(Excerpted text Opens)
Port Road starts at the north-western corner of the Adelaide city centre, at the intersection of North Terrace and West Terrace, and heads northwest, turning north at Thebarton to become part of the City Ring Route, before meeting Park Terrace at Hindmarsh and heading northwest again with its widened median, crossing the North-South Motorway and heading through the suburbs of Woodville and Cheltenham, before it turns northwards at Alberton to cross Grand Junction Road, changing name to Commercial Road and terminating not long afterwards in the centre of Port Adelaide.

==History==
The road includes a very wide median strip, giving a total width of approximately 70 metres. The original design was conceived soon after the establishment of Adelaide, was to accommodate a standard road and a canal, with the canal later replaced in the plans by a railway line. The canal and railway line were never created in the road allotment: the railway line when built in 1853 was built approximately 1 km to the east. Since the extension of the Glenelg tram line in 2009–10, 200 metres of median strip at the city end is occupied by tram lines.

Location of Port Road in Adelaide.

In the 1968 Metropolitan Adelaide Transport Study (MATS plan), the road was destined to be upgraded to become the Port Freeway. The plan fell through, yet in 2005 the Government of South Australia announced a 600 m tunnel for South Road below Port Road and the railway line. The Torrens Road to River Torrens project to upgrade South Road to include a free-flowing road in a trench under Port Road and several other intersections started construction in 2015 and was completed by the end of 2018.

Some routes in Adelaide were renumbered in 2017. Port Road had been designated route A21 (city ring route) between West Terrace and Park Terrace. After the change, the West Terrace end is not numbered, and it bears route R1 (city ring route) between James Congdon Drive and Park Terrace.
(Excerpted text Closes)
(Supplied information Opens)
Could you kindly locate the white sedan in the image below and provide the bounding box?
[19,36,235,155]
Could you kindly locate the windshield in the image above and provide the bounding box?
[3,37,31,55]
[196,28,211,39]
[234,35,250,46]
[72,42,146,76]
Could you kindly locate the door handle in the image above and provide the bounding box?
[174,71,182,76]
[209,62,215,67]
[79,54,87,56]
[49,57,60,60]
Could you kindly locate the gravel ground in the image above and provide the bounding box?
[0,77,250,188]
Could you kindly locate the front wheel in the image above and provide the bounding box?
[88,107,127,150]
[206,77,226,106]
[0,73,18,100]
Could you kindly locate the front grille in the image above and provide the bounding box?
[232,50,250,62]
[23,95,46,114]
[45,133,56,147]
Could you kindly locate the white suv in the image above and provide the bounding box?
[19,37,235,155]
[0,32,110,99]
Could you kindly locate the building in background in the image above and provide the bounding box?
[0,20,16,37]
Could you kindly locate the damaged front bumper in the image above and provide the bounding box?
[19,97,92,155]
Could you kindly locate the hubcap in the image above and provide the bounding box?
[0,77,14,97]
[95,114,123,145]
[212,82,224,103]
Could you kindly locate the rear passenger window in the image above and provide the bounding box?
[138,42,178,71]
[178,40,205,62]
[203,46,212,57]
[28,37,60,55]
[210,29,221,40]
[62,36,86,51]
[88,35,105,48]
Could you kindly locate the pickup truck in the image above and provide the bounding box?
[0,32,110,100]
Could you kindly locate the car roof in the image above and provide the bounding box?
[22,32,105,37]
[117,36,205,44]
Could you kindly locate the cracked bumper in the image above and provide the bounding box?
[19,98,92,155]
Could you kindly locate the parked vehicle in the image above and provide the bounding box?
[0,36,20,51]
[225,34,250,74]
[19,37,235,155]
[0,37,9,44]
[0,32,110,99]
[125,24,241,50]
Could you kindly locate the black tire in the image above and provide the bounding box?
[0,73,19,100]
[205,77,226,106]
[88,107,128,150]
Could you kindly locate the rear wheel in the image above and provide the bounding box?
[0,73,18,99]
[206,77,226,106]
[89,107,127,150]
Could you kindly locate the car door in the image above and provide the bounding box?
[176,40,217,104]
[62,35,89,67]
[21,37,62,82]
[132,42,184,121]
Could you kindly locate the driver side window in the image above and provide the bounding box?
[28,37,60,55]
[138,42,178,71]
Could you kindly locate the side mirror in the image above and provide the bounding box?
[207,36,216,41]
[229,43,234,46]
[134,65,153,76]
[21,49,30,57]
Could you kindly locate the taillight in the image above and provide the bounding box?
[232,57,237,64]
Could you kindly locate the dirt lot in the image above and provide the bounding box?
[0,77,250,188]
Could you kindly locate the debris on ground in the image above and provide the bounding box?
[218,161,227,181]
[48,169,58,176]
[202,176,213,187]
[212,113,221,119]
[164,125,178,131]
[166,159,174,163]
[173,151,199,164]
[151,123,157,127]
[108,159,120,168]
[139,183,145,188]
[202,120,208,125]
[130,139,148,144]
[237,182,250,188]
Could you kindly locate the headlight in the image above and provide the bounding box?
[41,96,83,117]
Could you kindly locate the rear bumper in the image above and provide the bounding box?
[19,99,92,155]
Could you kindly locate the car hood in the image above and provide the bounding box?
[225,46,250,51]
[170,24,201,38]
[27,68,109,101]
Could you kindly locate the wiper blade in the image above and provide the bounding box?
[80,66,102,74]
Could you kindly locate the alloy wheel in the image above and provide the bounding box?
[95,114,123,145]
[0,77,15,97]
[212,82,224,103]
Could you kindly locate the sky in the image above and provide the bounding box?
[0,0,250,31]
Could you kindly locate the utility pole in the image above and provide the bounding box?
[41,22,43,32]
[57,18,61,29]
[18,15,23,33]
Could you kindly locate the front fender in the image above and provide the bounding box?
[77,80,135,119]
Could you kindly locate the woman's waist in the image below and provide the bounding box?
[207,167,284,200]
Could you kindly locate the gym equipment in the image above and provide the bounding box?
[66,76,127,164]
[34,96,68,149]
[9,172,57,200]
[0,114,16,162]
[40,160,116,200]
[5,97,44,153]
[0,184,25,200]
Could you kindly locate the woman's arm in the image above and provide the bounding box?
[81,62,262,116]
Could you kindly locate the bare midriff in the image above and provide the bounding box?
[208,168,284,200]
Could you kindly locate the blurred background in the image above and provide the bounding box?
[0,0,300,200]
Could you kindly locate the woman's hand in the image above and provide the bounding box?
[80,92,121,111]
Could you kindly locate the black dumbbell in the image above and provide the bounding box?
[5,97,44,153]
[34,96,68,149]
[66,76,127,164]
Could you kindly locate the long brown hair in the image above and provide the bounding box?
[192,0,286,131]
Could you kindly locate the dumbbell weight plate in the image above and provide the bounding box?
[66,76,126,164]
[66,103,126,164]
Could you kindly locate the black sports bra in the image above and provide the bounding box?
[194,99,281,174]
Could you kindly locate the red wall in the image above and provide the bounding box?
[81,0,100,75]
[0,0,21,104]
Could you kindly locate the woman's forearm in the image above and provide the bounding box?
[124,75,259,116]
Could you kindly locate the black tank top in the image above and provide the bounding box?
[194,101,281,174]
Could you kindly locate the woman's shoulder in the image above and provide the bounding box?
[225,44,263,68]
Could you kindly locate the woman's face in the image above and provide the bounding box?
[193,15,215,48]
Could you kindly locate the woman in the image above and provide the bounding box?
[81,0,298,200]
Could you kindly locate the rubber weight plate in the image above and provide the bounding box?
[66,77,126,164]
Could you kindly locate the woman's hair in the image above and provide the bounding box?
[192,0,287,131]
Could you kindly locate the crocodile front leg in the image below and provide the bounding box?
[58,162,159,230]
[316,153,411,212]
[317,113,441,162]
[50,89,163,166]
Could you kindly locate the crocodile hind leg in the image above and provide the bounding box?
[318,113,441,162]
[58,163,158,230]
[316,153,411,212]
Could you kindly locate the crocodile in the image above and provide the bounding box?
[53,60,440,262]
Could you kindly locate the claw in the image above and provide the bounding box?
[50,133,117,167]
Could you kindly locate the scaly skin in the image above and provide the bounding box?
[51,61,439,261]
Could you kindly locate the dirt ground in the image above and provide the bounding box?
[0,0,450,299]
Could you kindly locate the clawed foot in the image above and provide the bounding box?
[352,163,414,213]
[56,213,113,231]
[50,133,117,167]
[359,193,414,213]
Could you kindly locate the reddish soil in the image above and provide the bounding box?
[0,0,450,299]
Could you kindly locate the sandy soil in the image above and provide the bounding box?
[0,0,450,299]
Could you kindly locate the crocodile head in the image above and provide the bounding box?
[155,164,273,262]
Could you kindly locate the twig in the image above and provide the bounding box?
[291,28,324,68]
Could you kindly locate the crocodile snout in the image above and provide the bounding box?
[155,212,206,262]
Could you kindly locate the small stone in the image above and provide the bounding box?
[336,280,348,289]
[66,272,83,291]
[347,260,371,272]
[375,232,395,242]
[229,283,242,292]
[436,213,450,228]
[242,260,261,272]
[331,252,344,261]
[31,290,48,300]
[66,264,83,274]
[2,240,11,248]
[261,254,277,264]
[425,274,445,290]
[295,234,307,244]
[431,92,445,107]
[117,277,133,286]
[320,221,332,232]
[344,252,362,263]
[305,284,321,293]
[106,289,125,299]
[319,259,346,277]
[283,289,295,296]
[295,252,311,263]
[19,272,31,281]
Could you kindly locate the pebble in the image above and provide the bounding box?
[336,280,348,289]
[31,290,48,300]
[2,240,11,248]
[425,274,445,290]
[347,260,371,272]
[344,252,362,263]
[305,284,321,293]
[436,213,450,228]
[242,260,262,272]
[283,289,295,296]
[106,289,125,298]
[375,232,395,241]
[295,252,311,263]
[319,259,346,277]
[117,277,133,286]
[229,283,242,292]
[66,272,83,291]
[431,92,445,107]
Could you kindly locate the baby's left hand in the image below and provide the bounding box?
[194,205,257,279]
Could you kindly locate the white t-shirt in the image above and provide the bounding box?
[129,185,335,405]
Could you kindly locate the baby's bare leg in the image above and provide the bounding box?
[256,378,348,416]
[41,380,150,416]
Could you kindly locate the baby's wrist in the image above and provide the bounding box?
(Supplied information Closes)
What you are asked to do
Answer these from the Port Road text:
1. What is the approximate total width of the road?
2. In what year was the railway line built?
3. Since the 2017 renumbering, what route does Port Road bear between James Congdon Drive and Park Terrace?

Answer section
1. Approximately 70 metres.
2. 1853.
3. Route R1 (city ring route).